## Document text

A dialysis machine is a medical device that performs part of the job of healthy kidneys when they can no longer filter the blood well enough. In hemodialysis, blood is pumped from the patient through tubing into a dialyzer, often called an artificial kidney. The machine helps remove urea, extra salts, and excess water while returning cleaned blood to the body.
This technology matters because it can keep a person with kidney failure alive while waiting for recovery, transplant, or long-term treatment.
Key Facts
- Hemodialysis removes wastes by diffusion across a semipermeable membrane.
- Water removal is controlled by ultrafiltration, driven by a pressure difference across the membrane.
- Diffusion moves solutes from higher concentration to lower concentration.
- Typical blood flow rate in hemodialysis is about 200 to 500 mL/min.
- Mass removed = concentration difference x dialysance x time, in simplified treatment models.
- Fluid removed = ultrafiltration rate x treatment time.
Vocabulary
- Dialyzer
- A cartridge containing hollow fibers with semipermeable membranes that separate blood from dialysate.
- Dialysate
- A carefully mixed fluid that flows past the membrane to draw wastes and excess electrolytes out of the blood.
- Semipermeable membrane
- A barrier that allows small molecules and water to pass through while keeping blood cells and most proteins in the blood.
- Diffusion
- The movement of particles from an area of higher concentration to an area of lower concentration.
- Ultrafiltration
- The removal of water from blood by applying a pressure difference across the dialyzer membrane.

## Given information
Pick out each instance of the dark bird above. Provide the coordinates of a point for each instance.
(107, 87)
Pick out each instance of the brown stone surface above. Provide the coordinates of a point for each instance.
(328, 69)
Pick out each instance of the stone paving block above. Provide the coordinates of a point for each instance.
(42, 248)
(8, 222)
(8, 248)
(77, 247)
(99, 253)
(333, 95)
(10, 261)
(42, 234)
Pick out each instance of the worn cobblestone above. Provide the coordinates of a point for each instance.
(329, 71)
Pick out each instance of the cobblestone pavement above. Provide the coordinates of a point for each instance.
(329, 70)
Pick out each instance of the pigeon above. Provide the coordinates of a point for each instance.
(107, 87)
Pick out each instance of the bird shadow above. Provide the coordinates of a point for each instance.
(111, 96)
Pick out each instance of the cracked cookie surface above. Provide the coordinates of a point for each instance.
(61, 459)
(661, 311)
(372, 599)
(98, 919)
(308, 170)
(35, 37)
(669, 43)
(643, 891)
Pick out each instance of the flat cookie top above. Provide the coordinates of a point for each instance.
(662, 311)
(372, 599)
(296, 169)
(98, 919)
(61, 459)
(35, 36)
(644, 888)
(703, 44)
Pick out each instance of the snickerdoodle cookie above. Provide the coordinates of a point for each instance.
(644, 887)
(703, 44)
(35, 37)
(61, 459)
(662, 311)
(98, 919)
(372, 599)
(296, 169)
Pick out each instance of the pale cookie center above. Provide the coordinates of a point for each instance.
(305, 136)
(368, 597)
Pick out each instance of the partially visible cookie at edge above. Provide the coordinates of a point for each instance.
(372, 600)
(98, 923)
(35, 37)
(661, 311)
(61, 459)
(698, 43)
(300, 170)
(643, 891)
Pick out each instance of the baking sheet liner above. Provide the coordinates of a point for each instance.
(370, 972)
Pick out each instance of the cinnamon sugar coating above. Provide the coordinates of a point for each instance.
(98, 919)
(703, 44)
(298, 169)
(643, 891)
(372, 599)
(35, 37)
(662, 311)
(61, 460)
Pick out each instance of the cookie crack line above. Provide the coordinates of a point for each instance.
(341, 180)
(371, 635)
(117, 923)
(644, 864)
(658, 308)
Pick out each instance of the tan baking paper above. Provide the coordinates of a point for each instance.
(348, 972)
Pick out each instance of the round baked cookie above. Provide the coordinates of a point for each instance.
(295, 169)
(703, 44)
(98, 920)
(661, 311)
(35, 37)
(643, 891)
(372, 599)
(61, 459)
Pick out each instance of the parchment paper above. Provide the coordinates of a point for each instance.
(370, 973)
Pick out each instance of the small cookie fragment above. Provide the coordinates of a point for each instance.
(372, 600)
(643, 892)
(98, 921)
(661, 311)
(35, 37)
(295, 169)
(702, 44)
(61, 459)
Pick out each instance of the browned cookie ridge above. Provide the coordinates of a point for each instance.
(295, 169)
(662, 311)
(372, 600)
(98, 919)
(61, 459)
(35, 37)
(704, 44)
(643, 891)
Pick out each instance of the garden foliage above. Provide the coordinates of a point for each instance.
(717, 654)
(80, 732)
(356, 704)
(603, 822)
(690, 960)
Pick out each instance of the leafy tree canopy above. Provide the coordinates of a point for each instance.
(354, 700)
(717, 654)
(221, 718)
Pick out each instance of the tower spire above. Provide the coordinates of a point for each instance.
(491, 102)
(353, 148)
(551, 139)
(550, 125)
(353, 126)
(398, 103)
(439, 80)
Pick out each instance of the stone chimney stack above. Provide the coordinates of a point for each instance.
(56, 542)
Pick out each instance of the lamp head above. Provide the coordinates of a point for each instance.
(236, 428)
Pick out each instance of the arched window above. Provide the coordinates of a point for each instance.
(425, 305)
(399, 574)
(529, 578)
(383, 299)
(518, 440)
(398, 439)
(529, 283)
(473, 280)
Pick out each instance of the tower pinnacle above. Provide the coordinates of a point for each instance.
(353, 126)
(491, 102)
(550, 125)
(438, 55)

## Exercise set
1/ Summarize the dialysis machine text in two sentences.
2/ Write out the stretch of the dialysis machine text from "This technology matters" through "blood from dialysate.".

## Answers to the tasks
1/ A dialysis machine does part of the work of healthy kidneys when they can no longer filter the blood well enough: in hemodialysis, blood is pumped through a dialyzer, and the machine helps remove urea, extra salts, and excess water before returning the cleaned blood to the body. Wastes are removed by diffusion across a semipermeable membrane and water by ultrafiltration driven by a pressure difference, and the treatment can keep a person with kidney failure alive while waiting for recovery, transplant, or long-term treatment.

2/
This technology matters because it can keep a person with kidney failure alive while waiting for recovery, transplant, or long-term treatment.
Key Facts
- Hemodialysis removes wastes by diffusion across a semipermeable membrane.
- Water removal is controlled by ultrafiltration, driven by a pressure difference across the membrane.
- Diffusion moves solutes from higher concentration to lower concentration.
- Typical blood flow rate in hemodialysis is about 200 to 500 mL/min.
- Mass removed = concentration difference x dialysance x time, in simplified treatment models.
- Fluid removed = ultrafiltration rate x treatment time.
Vocabulary
- Dialyzer
- A cartridge containing hollow fibers with semipermeable membranes that separate blood from dialysate.